→ **Perintah Tugas**: Tulislah lanjutan artikel tentang sosok "pembangkang" di Kraton Mataram Surakarta selepas 1945, dimulai setelah kalimat terakhir yang tersedia.

→ **Bagian Dokumen**:

<<<<

“Membangkang” untuk Menyelamatkan dari “Potensi Kehancuran”
IMNEWS.ID – DALAM konteks ikatan kerja sebuah kelompok besar atau kecil yang berlandasakan “ideologi” apapun, ketika ada seseorang atau lebih melakukan tindakan yang bertentangan dengan garis kebijakan sebagai landasan yang mengikat kelompok, bisa dikategorikan “menentang” atau “membangkang”. Kalau tindakan seperti itu dilakukan dalam ikatan sebuah keluarga besar yang berlandasakan kekerabatan seperti di kraton (negara monarki), bisa disebut “membangkang” atau “mbalela” seperti yang sering kita dengar dari panggung drama ketoprak atau wayang “wong” atau pertunjukan wayang kulit, yang disiarkan melalui media apapun sebelum tahun 2000-an.
Dalam sejarah perjalanan Kraton Mataram Surakarta selepas tahun 1945, pasti banyak figur tokoh yang bisa dikategorikan “pembangkang” atau “mbalela”, tergantung terminologi soal apa yang bisa disebut diingkari, dibangkang atau ditentang. Kalau terminologinya adalah sistem tata-nilai adat atau paugeran adat, mungkin tidak begitu banyak atau hanya beberapa figur tokoh saja bisa disebut “membangkang” atau “mbalela”, karena ada situasi dan kondisi “luar biasa” yang dihadapi Kraton Mataram Surakarta di “masa transisi” dari suasana “nagari” Mataram Surakarta yang sebelumnya “merdeka” dan “berdaulat” penuh, ketika ada peristiwa 17 Agustus 1945 harus memulai membiasakan diri menjadi bagian dari NKRI.

>>>>

[Baris yang tercantum dalam dataset]
<<<<

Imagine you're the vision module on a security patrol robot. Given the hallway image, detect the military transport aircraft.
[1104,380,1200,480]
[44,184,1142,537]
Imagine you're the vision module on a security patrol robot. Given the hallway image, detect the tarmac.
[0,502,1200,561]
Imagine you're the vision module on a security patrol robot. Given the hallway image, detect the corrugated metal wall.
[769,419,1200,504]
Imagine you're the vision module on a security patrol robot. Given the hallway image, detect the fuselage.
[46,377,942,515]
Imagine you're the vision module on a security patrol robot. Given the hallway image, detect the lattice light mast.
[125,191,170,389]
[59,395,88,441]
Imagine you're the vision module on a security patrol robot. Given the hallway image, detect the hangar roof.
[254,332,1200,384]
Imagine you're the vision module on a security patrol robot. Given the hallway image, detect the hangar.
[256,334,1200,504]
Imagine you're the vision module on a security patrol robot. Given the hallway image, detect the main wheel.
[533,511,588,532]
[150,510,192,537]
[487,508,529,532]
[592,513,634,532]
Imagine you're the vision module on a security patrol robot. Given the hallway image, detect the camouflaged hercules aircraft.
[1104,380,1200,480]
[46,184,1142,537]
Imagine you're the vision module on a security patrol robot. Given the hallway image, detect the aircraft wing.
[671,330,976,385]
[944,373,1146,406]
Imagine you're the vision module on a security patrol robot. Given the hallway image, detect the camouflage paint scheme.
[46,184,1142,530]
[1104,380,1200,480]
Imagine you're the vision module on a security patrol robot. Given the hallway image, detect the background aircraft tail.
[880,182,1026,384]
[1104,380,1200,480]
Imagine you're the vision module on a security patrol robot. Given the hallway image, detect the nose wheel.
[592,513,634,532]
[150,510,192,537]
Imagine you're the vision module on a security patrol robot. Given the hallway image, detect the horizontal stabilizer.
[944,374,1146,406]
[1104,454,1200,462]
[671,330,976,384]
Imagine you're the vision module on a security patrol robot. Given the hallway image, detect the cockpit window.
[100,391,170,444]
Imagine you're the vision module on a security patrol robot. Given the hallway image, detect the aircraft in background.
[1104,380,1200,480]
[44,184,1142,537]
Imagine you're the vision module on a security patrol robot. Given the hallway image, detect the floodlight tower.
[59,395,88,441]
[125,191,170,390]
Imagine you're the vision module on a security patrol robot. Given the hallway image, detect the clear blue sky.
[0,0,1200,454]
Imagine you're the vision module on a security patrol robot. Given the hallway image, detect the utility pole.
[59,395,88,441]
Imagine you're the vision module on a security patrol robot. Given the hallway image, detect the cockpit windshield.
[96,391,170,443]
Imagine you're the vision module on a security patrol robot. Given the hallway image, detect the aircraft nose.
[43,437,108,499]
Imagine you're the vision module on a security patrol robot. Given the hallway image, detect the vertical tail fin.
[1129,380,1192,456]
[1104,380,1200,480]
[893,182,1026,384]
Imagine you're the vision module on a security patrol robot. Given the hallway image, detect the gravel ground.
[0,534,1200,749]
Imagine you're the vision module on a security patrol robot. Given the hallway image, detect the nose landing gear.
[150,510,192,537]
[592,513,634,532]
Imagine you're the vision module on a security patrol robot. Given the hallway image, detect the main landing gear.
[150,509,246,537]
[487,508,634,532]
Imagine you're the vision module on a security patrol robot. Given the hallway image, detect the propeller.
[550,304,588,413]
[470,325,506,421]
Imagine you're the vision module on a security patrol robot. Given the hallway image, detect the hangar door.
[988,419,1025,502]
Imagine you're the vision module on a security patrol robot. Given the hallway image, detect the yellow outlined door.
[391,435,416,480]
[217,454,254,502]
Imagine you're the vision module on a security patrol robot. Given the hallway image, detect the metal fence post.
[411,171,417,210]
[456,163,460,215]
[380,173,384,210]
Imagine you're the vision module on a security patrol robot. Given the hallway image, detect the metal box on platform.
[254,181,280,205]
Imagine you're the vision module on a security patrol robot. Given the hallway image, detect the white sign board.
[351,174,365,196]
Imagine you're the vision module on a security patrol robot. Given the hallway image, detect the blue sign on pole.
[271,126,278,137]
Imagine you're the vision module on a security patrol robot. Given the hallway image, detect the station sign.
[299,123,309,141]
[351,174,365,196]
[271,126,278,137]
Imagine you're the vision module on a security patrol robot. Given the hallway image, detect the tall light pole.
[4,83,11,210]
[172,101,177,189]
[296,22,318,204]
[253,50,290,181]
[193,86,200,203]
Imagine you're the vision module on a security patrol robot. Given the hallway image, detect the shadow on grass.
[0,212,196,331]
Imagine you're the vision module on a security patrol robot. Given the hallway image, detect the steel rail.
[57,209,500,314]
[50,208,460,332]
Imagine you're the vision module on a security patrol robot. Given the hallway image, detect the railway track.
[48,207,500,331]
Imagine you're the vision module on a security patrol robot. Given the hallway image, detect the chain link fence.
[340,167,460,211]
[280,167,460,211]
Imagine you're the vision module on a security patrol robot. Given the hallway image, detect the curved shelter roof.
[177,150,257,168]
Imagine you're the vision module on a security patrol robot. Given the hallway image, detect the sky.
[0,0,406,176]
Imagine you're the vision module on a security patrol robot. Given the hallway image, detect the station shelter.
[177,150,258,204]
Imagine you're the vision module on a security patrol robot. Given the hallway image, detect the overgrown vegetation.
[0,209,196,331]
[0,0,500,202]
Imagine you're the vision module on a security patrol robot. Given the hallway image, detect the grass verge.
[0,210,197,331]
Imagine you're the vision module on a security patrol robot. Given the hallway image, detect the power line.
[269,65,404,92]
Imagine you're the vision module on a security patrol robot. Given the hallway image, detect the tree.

>>>>

→ **Jawaban yang Diharapkan**:
Beberapa catatan dari buku “Suara Nurani Kraton Surakarta” (Dr Sri Juari Santosa-FMIPA UGM), buku “Propinsi Daerah Istimewa Surakarta” (Dr Julianto Ibrahim-FIB UGM) dan sejumlah judul karya penelitian Dr Purwadi (Ketua Lokantara Pusat di Jogja) khusu tentang ‘Mataram” dan “Surakarta”, banyak menyebut dengan jelas tentang situasi dan kondisi pada masa transisi yang dihadapi Sinuhun PB XII. Dari berbagai catatan hasil penelitian dan penulisan itu, mengesankan bahwa Sinuhun PB XII berada pada saat-saat yang sangat berat dan sulit untuk mengambil keputusan pada masa transisi, bahkan sampai jauh sesudah itu ketika rezim pemerintahan berganti-ganti.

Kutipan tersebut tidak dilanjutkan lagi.